> Textabschnitt:
Nach Mubarak-Rede: Proteste in Ägypten gehen weiter

Ägypten kommt nicht zur Ruhe. Das Parlament ist suspendiert worden, bis das Ergebnis der umstrittenen Wahl vom Dezember überprüft wurde. Die Rede von Präsident Mubarak hat die Rücktrittsrufe geradezu angefeuert. Das Internet wurde unterdessen wieder freigeschaltet.

Das ägyptische Parlament ist laut Staatsmedien suspendiert worden, bis das Ergebnis der umstrittenen Wahl vom Dezember überprüft wurde. Beide Kammern des Hauses hätten ihre Sitzungen "bis auf Weiteres" ausgesetzt, berichtete die staatliche Nachrichtenagentur Mena am Mittwoch. Die Opposition, deren Anhänger seit über eine Woche gegen Präsident Hosni Mubarak protestieren, hatte nach der Parlamentswahl Betrugsvorwürfe erhoben.

Mubaraks Regierungspartei hatte die Wahl gewonnen, die in der zweiten Runde von den wichtigsten Parteien der säkularen und islamistischen Opposition boykottiert worden war. Sie protestierten damit gegen den Verlauf der ersten Abstimmungsrunde Ende November, die ihrer Ansicht nach von Unregelmäßigkeiten gekennzeichnet war. Nach offiziellen Angaben gingen 424 der 508 Sitze an Mubaraks Nationaldemokratische Partei (PND).

Mubarak hat derweil die versprochene Verfassungsreform auf den Weg gebracht. Das ägyptische Fernsehen meldete, die Reform solle binnen 70 Tagen abgeschlossen werden. Dabei geht es vor allem um einen Paragrafen, der es unabhängigen Kandidaten praktisch unmöglich macht, für das Amt der Präsidenten anzutreten.

> Bereitgestellte Daten:
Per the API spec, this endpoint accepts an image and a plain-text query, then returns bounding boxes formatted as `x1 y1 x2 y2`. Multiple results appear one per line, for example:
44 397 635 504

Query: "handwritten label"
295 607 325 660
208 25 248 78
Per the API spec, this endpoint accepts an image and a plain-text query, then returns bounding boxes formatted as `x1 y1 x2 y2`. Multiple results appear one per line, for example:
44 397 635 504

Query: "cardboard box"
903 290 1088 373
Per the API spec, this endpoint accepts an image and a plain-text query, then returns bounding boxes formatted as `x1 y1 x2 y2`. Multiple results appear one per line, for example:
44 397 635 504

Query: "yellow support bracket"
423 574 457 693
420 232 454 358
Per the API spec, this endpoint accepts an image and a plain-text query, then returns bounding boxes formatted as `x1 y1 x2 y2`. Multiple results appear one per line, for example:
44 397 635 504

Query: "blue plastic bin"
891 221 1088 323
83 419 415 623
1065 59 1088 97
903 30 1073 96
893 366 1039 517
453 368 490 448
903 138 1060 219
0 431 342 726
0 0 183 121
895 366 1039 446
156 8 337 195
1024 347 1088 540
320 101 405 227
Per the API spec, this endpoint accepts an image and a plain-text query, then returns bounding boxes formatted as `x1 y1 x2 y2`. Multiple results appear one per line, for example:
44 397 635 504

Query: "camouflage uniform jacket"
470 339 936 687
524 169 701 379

> Gestellte Aufgaben:
**A.** Wie viele der 508 Sitze gingen laut dem Textabschnitt über die Proteste in Ägypten an Mubaraks Nationaldemokratische Partei?
**B.** Multipliziere in den bereitgestellten Daten, beginnend mit der ersten Zeile und bis einschließlich der Zeile mit "320 101 405 227", jede Koordinate der Begrenzungsrahmen in den Antworten mit 1,05 und runde auf ganze Zahlen, wobei Hälften aufgerundet werden. Gib diese Zeilen samt den Anfragen vollständig wieder, wobei die Zahlen in den Anfragen und in ihren Formatbeispielen unverändert bleiben.

> Vollständige Antworten:
**A.** 424 der 508 Sitze.

**B.**
Per the API spec, this endpoint accepts an image and a plain-text query, then returns bounding boxes formatted as `x1 y1 x2 y2`. Multiple results appear one per line, for example:
44 397 635 504

Query: "handwritten label"
310 637 341 693
218 26 260 82
Per the API spec, this endpoint accepts an image and a plain-text query, then returns bounding boxes formatted as `x1 y1 x2 y2`. Multiple results appear one per line, for example:
44 397 635 504

Query: "cardboard box"
948 305 1142 392
Per the API spec, this endpoint accepts an image and a plain-text query, then returns bounding boxes formatted as `x1 y1 x2 y2`. Multiple results appear one per line, for example:
44 397 635 504

Query: "yellow support bracket"
444 603 480 728
441 244 477 376
Per the API spec, this endpoint accepts an image and a plain-text query, then returns bounding boxes formatted as `x1 y1 x2 y2`. Multiple results appear one per line, for example:
44 397 635 504

Query: "blue plastic bin"
936 232 1142 339
87 440 436 654
1118 62 1142 102
948 32 1127 101
938 384 1091 543
476 386 515 470
948 145 1113 230
0 453 359 762
0 0 192 127
940 384 1091 468
164 8 354 205
1075 364 1142 567
336 106 425 238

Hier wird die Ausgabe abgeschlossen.